_Dataset extract:_
________________________

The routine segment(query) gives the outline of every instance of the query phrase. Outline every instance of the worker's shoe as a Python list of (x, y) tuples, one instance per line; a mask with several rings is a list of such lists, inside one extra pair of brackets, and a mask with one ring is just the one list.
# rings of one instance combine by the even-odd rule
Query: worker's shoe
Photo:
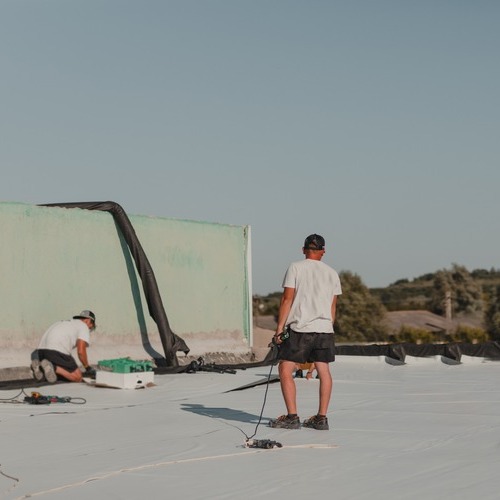
[(330, 427), (328, 425), (328, 418), (322, 415), (314, 415), (302, 422), (302, 427), (309, 429), (316, 429), (317, 431), (327, 431)]
[(281, 415), (274, 420), (269, 420), (269, 427), (275, 429), (300, 429), (300, 419), (297, 415)]
[(33, 372), (33, 378), (37, 382), (41, 382), (43, 380), (43, 372), (40, 368), (40, 360), (39, 359), (34, 359), (31, 362), (31, 371)]
[(49, 384), (57, 382), (57, 374), (54, 370), (54, 365), (48, 359), (42, 359), (40, 366), (42, 368), (43, 374), (45, 375), (45, 380)]

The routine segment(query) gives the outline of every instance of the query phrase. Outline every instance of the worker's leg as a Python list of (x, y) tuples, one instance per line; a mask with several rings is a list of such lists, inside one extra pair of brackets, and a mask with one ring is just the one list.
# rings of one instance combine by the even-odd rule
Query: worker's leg
[(293, 379), (295, 361), (280, 361), (279, 375), (281, 392), (289, 415), (297, 414), (297, 389)]
[(333, 379), (328, 363), (317, 361), (315, 363), (319, 376), (319, 409), (318, 415), (326, 415), (332, 395)]
[(61, 377), (65, 378), (66, 380), (69, 380), (70, 382), (81, 382), (83, 380), (82, 372), (79, 368), (77, 368), (72, 372), (66, 370), (62, 366), (56, 366), (55, 369), (57, 375), (60, 375)]

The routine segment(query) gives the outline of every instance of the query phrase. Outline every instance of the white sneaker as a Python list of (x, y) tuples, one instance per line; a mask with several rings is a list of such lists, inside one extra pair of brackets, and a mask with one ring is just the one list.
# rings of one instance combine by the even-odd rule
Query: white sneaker
[(53, 384), (57, 382), (56, 371), (54, 370), (54, 365), (48, 359), (42, 359), (40, 366), (43, 370), (43, 374), (45, 375), (45, 379), (49, 384)]
[(34, 359), (31, 362), (31, 371), (33, 372), (33, 378), (37, 382), (41, 382), (43, 380), (43, 372), (40, 369), (40, 360), (39, 359)]

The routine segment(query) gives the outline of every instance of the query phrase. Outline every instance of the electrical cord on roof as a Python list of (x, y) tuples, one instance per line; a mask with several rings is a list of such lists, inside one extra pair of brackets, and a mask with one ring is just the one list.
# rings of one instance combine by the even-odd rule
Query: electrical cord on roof
[(253, 439), (257, 434), (257, 430), (262, 421), (262, 415), (264, 414), (264, 408), (267, 401), (267, 392), (269, 390), (269, 382), (271, 381), (273, 368), (274, 364), (271, 363), (271, 369), (269, 370), (269, 375), (267, 376), (266, 391), (264, 392), (264, 401), (262, 402), (262, 409), (260, 410), (259, 420), (257, 421), (257, 425), (255, 426), (254, 433), (251, 436), (247, 436), (245, 432), (242, 431), (246, 437), (245, 446), (247, 448), (264, 448), (266, 450), (269, 450), (271, 448), (281, 448), (283, 446), (281, 443), (278, 443), (278, 441), (272, 441), (271, 439)]
[(269, 370), (269, 375), (267, 376), (266, 391), (264, 392), (264, 401), (262, 402), (262, 409), (260, 410), (259, 420), (257, 421), (257, 425), (255, 426), (254, 433), (251, 436), (247, 436), (245, 432), (242, 431), (243, 434), (245, 434), (245, 437), (247, 438), (247, 442), (257, 434), (257, 429), (259, 428), (259, 425), (262, 422), (262, 415), (264, 414), (264, 408), (266, 406), (267, 392), (269, 391), (269, 382), (271, 380), (271, 373), (273, 372), (273, 368), (274, 365), (271, 364), (271, 369)]
[(21, 394), (26, 394), (24, 392), (24, 389), (21, 389), (21, 392), (19, 392), (15, 396), (12, 396), (11, 398), (0, 398), (0, 403), (14, 403), (14, 404), (22, 403), (22, 401), (19, 401), (17, 399), (19, 396), (21, 396)]
[[(24, 394), (24, 400), (18, 398)], [(39, 392), (32, 392), (28, 395), (24, 389), (11, 398), (0, 398), (0, 403), (29, 403), (32, 405), (46, 405), (51, 403), (71, 403), (74, 405), (84, 405), (87, 402), (85, 398), (72, 398), (70, 396), (44, 396)]]

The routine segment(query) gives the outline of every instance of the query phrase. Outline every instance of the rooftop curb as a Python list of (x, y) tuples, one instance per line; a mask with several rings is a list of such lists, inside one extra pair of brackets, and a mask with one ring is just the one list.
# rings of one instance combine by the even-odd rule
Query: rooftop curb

________________________

_Work request:_
Pictures aside, restate all of the entries exactly.

_Response to the exercise:_
The routine segment(query) gives the outline of every instance of the query phrase. Outline every instance of the worker's shoe as a Python list of (x, y) tuples, one instance per line; a mask with several rings is a list of such lists, inside one extra pair of brackets, and a mask with one ring is just the one list.
# rings of one instance combine by the even-odd rule
Query: worker's shoe
Photo:
[(330, 427), (328, 425), (328, 418), (322, 415), (314, 415), (302, 422), (302, 427), (309, 429), (316, 429), (317, 431), (327, 431)]
[(281, 415), (274, 420), (269, 420), (269, 427), (275, 429), (300, 429), (300, 419), (297, 415)]
[(33, 372), (33, 378), (37, 382), (41, 382), (43, 380), (43, 372), (40, 368), (40, 360), (39, 359), (34, 359), (31, 362), (31, 371)]
[(49, 384), (57, 382), (57, 374), (54, 370), (54, 365), (48, 359), (42, 359), (40, 366), (42, 368), (43, 374), (45, 375), (45, 380)]

The routine segment(query) gives the outline of every instance of the query phrase. Outline every instance of the worker's leg as a Python list of (x, y) tuples, one instance per line; a mask with several rings is a list of such lists, inside one extra pair of brackets, and a mask with one ring is just the one list.
# rings of one instance combine by the even-odd rule
Query: worker's leg
[(293, 379), (295, 361), (280, 361), (279, 375), (281, 392), (289, 415), (297, 414), (297, 389)]
[(333, 379), (328, 363), (317, 361), (315, 363), (319, 376), (319, 409), (318, 415), (326, 415), (332, 395)]
[(61, 377), (65, 378), (66, 380), (69, 380), (70, 382), (81, 382), (83, 380), (82, 372), (79, 368), (77, 368), (72, 372), (66, 370), (62, 366), (56, 366), (55, 369), (57, 375), (60, 375)]

The routine segment(query) gives the outline of every instance of the query phrase. Outline every instance of the white sneaker as a Python list of (x, y) tuples, one instance per line; a mask with several rings is a list of such lists, inside one extra pair of brackets, and a mask with one ring is just the one list.
# rings of one instance combine by the even-odd rule
Query: white sneaker
[(53, 384), (57, 382), (56, 371), (54, 370), (54, 365), (48, 359), (42, 359), (40, 366), (43, 370), (43, 374), (45, 375), (45, 379), (49, 384)]
[(34, 359), (31, 362), (31, 371), (33, 372), (33, 378), (37, 382), (41, 382), (43, 380), (43, 372), (40, 369), (40, 360), (39, 359)]

The routine segment(query) gives the outline of every instance of the query phrase. Outline every instance of the electrical cord on roof as a Python list of (x, y) tuples, one instance per line; a mask with several rings is a list of such lists, inside one extra pair of brackets, and a mask with one ring is just the one list.
# rings of one instance combine by the even-odd rule
Query: electrical cord on roof
[(253, 439), (257, 434), (257, 430), (262, 421), (262, 415), (264, 414), (264, 408), (267, 401), (267, 392), (269, 390), (269, 382), (271, 381), (273, 368), (274, 364), (271, 363), (271, 369), (269, 370), (269, 375), (267, 376), (266, 391), (264, 392), (264, 401), (262, 402), (262, 409), (260, 410), (259, 420), (257, 421), (257, 425), (255, 426), (254, 433), (251, 436), (247, 436), (245, 432), (242, 431), (246, 437), (245, 446), (247, 448), (264, 448), (266, 450), (269, 450), (271, 448), (281, 448), (283, 446), (281, 443), (278, 443), (278, 441), (272, 441), (271, 439)]
[(269, 370), (269, 375), (267, 376), (266, 391), (264, 392), (264, 401), (262, 402), (262, 409), (260, 410), (259, 420), (257, 421), (257, 425), (255, 426), (254, 433), (251, 436), (247, 436), (245, 432), (242, 431), (243, 434), (245, 434), (245, 437), (247, 438), (247, 442), (257, 434), (257, 429), (259, 428), (259, 425), (262, 422), (262, 415), (264, 414), (264, 408), (266, 406), (267, 392), (269, 391), (269, 382), (271, 380), (271, 373), (273, 372), (273, 368), (274, 365), (271, 364), (271, 369)]
[(21, 394), (26, 394), (24, 392), (24, 389), (21, 389), (21, 392), (19, 392), (15, 396), (12, 396), (11, 398), (0, 398), (0, 403), (14, 403), (14, 404), (22, 403), (22, 401), (19, 401), (17, 399), (19, 396), (21, 396)]
[[(24, 394), (24, 400), (18, 398)], [(39, 392), (32, 392), (28, 395), (24, 389), (11, 398), (0, 398), (0, 403), (29, 403), (32, 405), (46, 405), (51, 403), (71, 403), (74, 405), (84, 405), (87, 402), (85, 398), (72, 398), (70, 396), (44, 396)]]

The routine segment(query) gives the outline of every instance of the query phrase. Outline every instance of the rooftop curb as a Python list of (x, y) tuples, one instance per line; a mask with several rings is a list of such lists, inside one extra pair of brackets, and a mask with one ring is just the one list.
# rings of one instance combine by the even-odd rule
Query: rooftop curb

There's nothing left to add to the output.